DOCUMENT PASSAGE below:

Studio album by Replicants
- Released: November 21, 1995
- Recorded: 1995
- Genres: Alternative metal; alternative rock;
- Length: 52:15
- Label: Zoo
- Producer: Replicants

= Replicants (album) =

Replicants is the debut and only studio album by American rock band Replicants, released on November 21, 1995, by Zoo Entertainment.

Professional ratings
Review scores
| Source | Rating |
| AllMusic | Star |
| MSN | Star Half star |

==Track listing==
1. "Just What I Needed" - 3:43 (The Cars)
2. "Silly Love Songs" - 7:30 (Wings)
3. "Life's a Gas" - 3:12 (T. Rex)
4. "Cinnamon Girl" - 3:38 (Neil Young)
5. "How Do You Sleep?" - 6:08 (John Lennon)

End of DOCUMENT PASSAGE.
DATASET EXCERPTS below:

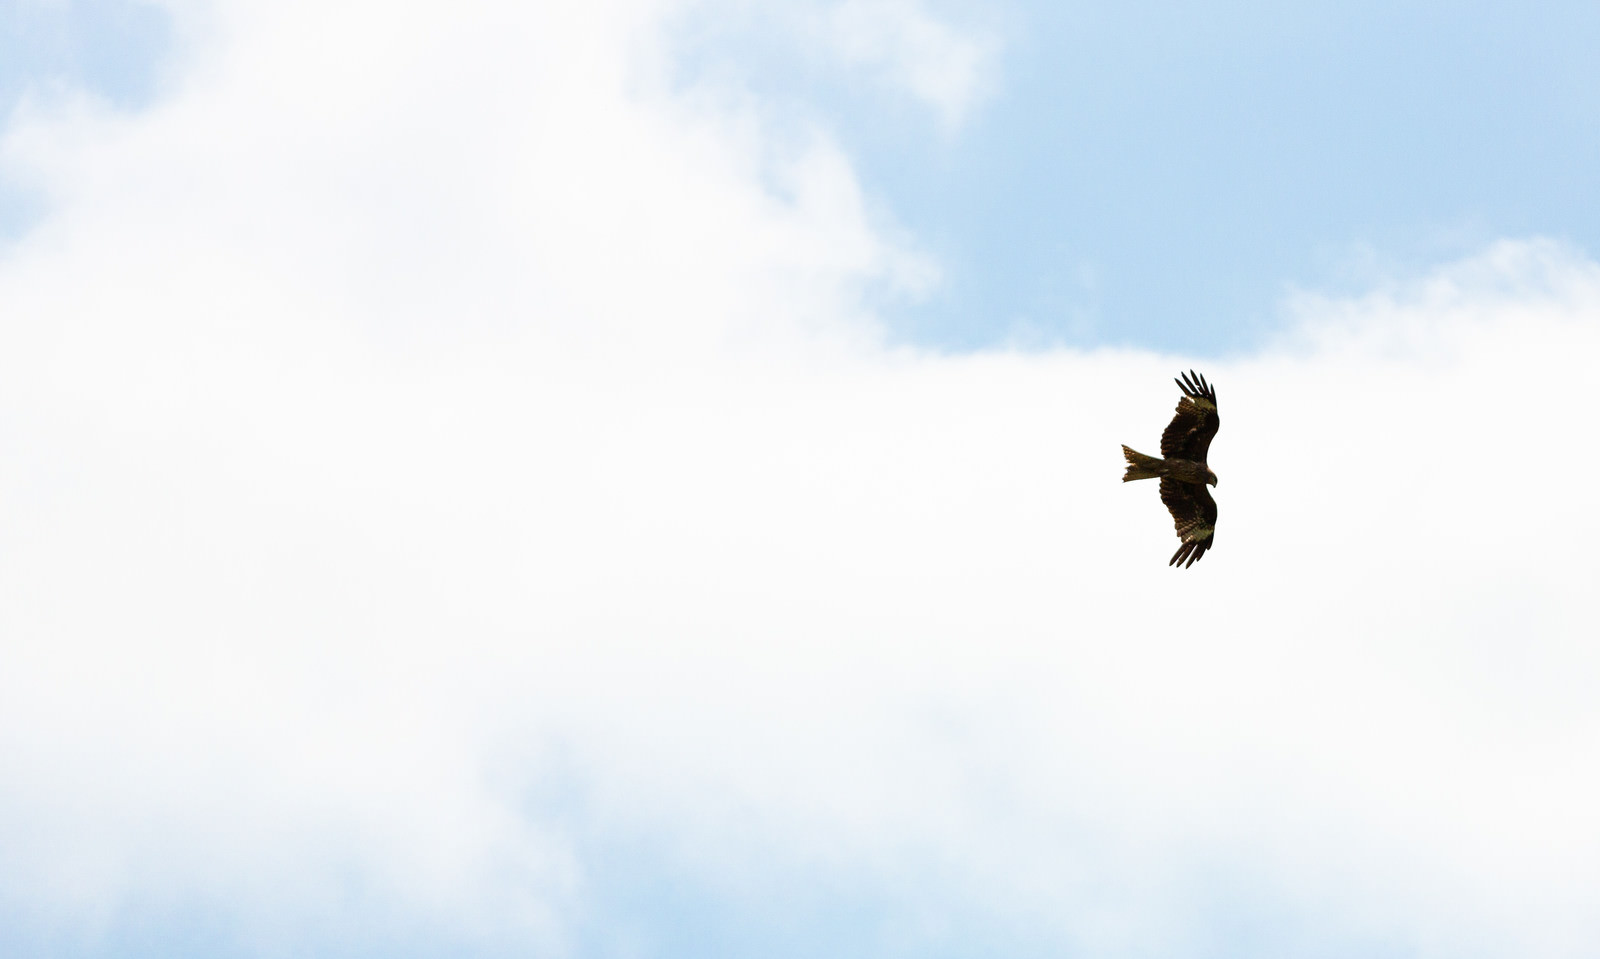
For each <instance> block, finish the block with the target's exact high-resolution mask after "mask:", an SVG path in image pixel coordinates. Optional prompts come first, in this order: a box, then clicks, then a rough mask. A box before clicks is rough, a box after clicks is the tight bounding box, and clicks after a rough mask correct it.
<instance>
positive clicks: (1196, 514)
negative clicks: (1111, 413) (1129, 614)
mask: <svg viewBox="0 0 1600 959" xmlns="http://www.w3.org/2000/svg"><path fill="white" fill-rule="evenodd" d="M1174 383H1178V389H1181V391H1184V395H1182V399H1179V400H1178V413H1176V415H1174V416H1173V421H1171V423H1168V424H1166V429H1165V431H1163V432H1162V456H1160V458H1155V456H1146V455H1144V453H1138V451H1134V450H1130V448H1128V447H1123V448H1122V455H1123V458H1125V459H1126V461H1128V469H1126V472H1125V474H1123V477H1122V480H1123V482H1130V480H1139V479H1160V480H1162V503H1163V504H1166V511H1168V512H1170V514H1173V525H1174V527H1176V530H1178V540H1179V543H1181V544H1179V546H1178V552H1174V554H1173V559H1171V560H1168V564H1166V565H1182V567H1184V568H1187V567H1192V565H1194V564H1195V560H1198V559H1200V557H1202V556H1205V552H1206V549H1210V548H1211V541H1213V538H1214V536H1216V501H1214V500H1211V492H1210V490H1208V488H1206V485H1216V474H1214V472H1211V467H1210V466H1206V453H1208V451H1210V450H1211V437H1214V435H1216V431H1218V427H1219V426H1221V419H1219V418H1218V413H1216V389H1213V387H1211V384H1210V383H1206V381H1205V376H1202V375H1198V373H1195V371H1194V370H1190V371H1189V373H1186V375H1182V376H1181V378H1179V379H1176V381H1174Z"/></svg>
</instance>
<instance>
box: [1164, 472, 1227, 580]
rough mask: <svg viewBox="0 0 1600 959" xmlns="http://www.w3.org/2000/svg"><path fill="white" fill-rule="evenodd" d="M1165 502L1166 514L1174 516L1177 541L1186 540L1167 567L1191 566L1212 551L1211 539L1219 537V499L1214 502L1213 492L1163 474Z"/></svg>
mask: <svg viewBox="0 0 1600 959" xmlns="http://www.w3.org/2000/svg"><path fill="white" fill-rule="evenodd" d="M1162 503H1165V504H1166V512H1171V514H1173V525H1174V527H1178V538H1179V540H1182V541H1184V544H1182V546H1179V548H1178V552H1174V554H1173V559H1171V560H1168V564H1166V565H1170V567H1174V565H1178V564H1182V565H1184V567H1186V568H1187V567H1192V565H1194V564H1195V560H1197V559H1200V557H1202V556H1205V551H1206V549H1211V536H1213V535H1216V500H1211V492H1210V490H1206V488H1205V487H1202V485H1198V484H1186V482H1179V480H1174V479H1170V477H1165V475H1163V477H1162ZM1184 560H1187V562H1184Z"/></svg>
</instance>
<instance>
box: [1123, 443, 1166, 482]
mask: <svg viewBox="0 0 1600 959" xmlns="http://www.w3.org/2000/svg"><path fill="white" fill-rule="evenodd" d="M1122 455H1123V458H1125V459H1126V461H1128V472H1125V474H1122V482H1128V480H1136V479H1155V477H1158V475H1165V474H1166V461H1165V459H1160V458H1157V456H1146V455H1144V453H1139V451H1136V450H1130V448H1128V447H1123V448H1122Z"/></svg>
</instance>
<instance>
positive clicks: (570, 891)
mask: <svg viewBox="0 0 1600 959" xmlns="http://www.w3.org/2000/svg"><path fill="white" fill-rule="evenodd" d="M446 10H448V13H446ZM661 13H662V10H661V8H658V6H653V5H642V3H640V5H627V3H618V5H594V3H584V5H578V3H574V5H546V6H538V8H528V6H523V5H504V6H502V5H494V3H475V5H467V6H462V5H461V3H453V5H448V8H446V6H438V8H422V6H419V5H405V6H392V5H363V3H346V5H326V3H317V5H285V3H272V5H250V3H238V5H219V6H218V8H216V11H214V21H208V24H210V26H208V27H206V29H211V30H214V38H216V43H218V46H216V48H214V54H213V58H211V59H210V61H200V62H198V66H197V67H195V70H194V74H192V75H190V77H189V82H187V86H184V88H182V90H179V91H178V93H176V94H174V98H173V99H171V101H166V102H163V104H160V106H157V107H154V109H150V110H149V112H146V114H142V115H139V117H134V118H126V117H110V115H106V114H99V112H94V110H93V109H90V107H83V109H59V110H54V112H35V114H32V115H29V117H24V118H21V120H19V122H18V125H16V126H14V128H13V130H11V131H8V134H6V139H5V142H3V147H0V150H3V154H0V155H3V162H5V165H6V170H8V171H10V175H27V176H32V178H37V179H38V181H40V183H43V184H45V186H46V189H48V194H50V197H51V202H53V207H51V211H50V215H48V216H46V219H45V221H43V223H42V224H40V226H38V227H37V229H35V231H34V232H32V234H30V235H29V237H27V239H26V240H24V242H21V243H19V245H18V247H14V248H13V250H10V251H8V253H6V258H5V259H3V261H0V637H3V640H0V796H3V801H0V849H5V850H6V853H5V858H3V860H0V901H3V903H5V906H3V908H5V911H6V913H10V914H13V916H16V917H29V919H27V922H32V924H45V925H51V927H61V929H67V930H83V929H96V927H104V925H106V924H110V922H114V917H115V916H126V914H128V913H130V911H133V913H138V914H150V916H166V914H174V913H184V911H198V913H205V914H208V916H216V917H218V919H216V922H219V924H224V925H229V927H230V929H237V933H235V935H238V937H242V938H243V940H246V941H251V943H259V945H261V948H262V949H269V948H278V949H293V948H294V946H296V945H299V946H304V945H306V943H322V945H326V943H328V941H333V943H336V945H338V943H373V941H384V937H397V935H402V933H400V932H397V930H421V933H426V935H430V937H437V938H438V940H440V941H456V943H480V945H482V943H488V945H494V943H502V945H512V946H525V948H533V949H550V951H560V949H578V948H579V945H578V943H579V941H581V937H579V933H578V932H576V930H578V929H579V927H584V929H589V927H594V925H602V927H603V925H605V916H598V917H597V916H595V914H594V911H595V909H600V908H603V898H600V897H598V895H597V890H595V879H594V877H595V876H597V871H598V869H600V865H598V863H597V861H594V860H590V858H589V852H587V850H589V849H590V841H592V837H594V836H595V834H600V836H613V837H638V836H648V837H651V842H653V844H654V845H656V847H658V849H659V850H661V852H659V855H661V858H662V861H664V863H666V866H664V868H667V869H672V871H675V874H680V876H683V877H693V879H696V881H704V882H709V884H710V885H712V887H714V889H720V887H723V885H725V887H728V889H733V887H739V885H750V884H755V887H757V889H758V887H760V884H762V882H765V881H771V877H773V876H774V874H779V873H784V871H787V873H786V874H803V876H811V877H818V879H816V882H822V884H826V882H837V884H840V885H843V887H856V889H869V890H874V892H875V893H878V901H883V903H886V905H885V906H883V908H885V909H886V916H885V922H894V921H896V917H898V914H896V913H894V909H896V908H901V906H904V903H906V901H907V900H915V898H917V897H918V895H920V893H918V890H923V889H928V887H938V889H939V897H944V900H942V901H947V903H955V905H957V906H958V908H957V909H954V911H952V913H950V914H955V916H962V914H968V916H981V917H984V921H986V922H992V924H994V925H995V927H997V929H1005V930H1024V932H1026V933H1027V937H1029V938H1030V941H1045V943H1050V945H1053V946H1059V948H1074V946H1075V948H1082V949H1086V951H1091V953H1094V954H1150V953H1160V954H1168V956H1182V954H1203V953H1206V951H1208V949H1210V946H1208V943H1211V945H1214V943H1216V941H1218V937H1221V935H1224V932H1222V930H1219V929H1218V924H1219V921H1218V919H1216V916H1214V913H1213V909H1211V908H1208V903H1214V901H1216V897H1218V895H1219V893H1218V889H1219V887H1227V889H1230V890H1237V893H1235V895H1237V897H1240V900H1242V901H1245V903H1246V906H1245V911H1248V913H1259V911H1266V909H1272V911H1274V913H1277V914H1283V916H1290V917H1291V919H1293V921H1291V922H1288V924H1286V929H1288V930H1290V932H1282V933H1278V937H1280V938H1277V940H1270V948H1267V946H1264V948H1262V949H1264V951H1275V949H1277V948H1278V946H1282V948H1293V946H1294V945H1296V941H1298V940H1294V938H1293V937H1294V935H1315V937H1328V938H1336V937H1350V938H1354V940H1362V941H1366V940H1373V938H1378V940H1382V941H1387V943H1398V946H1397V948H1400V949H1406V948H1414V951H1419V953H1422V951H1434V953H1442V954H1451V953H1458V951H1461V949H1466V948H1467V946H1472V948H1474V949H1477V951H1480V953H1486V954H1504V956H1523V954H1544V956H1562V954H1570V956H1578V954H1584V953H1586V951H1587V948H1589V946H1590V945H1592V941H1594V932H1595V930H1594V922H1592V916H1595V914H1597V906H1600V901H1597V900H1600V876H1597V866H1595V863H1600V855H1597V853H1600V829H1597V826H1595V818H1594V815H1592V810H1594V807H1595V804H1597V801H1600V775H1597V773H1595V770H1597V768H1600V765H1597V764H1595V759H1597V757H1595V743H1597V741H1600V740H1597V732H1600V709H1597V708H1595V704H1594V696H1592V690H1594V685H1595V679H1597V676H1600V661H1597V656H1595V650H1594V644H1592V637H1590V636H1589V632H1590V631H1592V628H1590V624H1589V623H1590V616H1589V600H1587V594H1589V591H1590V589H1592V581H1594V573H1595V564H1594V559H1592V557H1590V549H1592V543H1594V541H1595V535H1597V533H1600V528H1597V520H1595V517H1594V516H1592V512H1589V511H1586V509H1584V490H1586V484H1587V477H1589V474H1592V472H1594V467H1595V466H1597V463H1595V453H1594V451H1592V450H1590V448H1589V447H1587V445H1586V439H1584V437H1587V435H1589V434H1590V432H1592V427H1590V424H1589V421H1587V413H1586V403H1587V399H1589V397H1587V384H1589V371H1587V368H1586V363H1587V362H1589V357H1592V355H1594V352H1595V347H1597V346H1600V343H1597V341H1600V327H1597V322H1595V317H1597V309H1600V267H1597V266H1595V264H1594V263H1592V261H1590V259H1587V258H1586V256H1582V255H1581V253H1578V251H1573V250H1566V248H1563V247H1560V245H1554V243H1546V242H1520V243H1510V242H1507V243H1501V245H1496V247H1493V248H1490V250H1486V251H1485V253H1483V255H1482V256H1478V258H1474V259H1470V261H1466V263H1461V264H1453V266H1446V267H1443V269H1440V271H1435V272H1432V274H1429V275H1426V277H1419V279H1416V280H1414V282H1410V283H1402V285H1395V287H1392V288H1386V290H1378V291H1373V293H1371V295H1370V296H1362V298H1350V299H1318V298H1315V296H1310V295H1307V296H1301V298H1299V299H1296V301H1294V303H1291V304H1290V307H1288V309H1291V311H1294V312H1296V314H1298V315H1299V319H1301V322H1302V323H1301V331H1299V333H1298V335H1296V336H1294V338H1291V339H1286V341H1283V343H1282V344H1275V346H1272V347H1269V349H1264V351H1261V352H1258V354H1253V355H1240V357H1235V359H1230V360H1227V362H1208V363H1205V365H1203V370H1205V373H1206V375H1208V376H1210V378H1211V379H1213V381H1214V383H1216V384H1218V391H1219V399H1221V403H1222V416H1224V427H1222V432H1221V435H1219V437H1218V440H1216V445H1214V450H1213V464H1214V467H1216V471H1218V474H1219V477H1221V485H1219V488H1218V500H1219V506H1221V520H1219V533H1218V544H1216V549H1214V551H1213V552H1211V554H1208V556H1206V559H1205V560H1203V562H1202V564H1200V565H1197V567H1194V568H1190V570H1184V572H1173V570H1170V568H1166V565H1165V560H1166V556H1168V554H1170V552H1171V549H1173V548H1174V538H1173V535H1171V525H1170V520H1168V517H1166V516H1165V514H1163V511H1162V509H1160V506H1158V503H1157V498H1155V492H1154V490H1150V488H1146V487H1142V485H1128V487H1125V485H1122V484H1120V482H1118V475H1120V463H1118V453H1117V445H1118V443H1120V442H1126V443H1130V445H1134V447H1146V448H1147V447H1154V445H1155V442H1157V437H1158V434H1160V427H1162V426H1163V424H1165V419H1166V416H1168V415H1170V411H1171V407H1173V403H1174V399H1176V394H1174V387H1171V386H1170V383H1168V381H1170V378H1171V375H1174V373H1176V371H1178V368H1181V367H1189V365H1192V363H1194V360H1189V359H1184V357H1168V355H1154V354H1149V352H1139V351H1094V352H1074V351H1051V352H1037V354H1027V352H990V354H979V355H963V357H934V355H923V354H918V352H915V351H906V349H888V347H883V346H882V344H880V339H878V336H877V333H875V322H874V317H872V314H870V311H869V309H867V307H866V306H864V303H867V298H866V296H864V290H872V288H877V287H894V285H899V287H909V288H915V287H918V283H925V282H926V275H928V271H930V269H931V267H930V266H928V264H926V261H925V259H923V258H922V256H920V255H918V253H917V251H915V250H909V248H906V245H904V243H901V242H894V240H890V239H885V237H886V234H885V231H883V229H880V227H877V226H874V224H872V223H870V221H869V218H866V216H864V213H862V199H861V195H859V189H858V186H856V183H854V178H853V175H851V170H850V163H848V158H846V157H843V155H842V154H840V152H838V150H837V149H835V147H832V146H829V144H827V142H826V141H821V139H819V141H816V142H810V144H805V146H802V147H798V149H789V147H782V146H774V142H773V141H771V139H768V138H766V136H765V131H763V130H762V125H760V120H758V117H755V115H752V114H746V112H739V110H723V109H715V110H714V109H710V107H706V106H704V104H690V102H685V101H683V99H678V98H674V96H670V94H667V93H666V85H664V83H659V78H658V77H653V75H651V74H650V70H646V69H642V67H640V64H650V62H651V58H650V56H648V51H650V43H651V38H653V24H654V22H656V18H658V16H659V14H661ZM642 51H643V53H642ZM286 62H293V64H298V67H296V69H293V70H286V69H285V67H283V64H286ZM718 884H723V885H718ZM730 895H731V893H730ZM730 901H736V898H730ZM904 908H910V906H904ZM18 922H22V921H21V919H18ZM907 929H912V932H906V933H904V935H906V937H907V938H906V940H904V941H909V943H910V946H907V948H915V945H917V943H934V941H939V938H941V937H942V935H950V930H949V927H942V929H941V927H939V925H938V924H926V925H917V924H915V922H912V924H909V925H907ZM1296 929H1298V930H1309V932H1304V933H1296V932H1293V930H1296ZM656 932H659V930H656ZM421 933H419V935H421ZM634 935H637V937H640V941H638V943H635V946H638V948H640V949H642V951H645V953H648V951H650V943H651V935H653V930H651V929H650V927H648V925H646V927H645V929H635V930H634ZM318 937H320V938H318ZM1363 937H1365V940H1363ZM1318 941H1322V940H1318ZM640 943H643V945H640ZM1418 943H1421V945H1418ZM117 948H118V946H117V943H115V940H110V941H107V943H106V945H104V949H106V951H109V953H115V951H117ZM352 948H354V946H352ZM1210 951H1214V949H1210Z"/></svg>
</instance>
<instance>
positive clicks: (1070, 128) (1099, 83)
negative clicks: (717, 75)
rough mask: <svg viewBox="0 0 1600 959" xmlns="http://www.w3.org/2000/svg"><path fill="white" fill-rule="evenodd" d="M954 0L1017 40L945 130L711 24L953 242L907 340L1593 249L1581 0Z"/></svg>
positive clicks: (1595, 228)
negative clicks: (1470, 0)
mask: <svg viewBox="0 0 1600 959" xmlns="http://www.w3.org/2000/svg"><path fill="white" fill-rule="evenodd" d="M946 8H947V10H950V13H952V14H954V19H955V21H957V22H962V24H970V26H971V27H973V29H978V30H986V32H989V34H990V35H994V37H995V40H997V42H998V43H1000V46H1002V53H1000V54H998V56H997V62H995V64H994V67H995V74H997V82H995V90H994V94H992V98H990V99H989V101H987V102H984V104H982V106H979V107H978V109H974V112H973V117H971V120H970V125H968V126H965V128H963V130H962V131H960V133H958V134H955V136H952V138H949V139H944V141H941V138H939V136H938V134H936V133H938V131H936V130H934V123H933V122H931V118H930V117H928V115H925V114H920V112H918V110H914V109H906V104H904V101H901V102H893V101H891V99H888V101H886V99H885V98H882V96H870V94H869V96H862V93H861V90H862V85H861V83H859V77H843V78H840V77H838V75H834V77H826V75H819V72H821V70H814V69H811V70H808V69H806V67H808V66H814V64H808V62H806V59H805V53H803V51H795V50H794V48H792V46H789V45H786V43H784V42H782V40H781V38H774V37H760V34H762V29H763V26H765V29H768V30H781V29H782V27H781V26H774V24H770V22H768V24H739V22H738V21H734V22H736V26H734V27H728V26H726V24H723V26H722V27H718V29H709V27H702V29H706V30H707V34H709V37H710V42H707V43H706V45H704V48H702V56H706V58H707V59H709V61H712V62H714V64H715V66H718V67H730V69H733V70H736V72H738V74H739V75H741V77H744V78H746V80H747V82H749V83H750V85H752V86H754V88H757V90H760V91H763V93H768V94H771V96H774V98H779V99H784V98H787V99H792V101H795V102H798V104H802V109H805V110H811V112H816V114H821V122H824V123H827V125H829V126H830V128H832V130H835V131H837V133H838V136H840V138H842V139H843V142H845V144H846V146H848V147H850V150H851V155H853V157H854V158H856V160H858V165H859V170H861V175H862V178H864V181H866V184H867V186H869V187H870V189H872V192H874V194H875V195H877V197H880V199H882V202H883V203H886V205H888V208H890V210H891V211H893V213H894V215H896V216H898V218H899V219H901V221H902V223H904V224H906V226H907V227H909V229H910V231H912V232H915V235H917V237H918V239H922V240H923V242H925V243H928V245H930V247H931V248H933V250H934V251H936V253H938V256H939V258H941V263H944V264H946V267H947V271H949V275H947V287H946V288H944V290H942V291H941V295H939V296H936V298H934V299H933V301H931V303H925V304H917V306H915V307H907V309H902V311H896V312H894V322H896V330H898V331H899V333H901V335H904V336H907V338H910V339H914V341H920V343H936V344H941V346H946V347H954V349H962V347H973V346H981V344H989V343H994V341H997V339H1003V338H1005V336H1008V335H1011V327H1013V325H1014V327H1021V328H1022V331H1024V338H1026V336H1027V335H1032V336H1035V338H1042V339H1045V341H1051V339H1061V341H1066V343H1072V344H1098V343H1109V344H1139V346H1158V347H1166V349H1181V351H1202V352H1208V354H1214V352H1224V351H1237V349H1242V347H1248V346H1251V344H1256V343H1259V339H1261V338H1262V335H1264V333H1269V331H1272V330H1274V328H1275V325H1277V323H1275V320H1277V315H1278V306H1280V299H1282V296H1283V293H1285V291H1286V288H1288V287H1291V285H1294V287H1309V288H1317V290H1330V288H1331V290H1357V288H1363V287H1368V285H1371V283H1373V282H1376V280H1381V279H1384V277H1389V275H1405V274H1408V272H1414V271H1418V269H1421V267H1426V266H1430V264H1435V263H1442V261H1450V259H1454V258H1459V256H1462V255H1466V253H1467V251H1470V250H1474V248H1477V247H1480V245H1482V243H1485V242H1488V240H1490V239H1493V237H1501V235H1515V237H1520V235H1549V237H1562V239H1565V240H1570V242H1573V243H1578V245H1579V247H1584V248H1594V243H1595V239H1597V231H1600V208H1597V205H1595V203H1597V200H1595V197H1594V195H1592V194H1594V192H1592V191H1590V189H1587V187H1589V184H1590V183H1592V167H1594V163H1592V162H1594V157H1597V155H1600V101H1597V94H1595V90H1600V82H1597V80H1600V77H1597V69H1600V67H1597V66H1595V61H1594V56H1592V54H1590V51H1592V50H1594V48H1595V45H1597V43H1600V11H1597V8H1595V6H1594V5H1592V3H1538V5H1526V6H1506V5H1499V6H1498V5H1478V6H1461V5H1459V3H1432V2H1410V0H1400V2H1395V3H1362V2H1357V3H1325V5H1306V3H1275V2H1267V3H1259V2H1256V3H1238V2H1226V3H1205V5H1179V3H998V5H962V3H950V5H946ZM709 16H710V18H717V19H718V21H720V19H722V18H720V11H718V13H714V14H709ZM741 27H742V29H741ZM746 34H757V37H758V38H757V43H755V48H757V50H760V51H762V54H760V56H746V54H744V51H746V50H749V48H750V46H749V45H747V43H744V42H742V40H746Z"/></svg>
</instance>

End of DATASET EXCERPTS.

**WORK ORDER A**
According to the Replicants album entry, which company released the album?
**WORK ORDER B**
Continue the Replicants album entry from the point where it stops.
You can ignore the records here.

**ANSWER AREA A**
Zoo Entertainment

**ANSWER AREA B**
6. "Destination Unknown" - 5:09 (Missing Persons)
7. "No Good Trying" - 1:16 (Syd Barrett)
8. "Are 'Friends' Electric?" - 4:30 (Gary Numan)
9. "Dirty Work" - 4:56 (Steely Dan)
10. "The Bewlay Brothers" - 7:14 (David Bowie)
11. "Ibiza Bar" - 4:59 (Pink Floyd)

==Track information==
- "Silly Love Songs" features Maynard James Keenan on guest vocals. Because of this, it is sometimes mistaken as being a Tool or A Perfect Circle cover when taken out of context.